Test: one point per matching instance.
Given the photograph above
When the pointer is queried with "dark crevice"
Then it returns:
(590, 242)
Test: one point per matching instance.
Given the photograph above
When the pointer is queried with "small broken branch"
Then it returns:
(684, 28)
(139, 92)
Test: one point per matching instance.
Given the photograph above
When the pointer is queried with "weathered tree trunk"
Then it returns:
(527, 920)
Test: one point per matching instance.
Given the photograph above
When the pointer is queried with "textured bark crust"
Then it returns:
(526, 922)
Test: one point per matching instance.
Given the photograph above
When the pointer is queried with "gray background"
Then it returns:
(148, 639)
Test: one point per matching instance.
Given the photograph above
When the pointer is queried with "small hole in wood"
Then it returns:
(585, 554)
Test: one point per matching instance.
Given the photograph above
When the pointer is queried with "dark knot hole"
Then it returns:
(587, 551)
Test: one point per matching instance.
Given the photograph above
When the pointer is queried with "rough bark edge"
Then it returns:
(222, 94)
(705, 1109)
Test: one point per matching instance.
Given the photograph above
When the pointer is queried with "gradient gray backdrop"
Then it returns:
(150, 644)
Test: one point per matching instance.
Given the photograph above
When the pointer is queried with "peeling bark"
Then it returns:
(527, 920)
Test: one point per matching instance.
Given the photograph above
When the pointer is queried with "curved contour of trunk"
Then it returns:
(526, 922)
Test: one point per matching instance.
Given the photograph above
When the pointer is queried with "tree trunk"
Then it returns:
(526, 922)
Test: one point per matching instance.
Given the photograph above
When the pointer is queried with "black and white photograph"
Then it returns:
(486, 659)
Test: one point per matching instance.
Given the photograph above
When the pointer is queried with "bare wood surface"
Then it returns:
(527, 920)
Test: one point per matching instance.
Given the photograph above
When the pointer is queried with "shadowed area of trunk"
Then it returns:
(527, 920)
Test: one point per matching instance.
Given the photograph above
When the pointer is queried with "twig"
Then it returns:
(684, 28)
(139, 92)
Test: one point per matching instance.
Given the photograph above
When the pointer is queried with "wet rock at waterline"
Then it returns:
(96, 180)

Description of the task: Across all the entries above, how many lines have the word "bark" in them? Only the number, please.

Reply to the task: 3